• TO BE DONE: Reproduce each of the following entries word for word, but leave out the pictures.

• INPUT FOR THIS TASK:
START

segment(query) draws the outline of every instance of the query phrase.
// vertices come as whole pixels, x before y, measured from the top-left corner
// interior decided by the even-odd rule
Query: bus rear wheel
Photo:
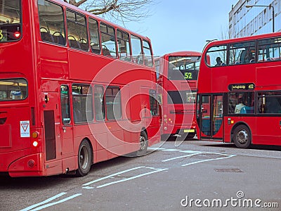
[[[251,136],[247,126],[240,124],[234,129],[233,142],[237,148],[247,148],[250,146]]]
[[[78,170],[76,175],[83,177],[86,175],[91,169],[92,164],[92,150],[88,141],[83,140],[78,150]]]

END

• SOLUTION BELOW:
segment(query) draws the outline of every instance of the query phrase.
// vertices come as whole pixels, x before y, measured from the top-left corner
// interior decided by the even-odd rule
Query: bus rear wheel
Photo:
[[[251,136],[247,126],[240,124],[234,129],[233,142],[237,148],[247,148],[250,146]]]
[[[78,170],[76,175],[83,177],[86,175],[91,169],[92,164],[92,150],[88,141],[83,140],[78,150]]]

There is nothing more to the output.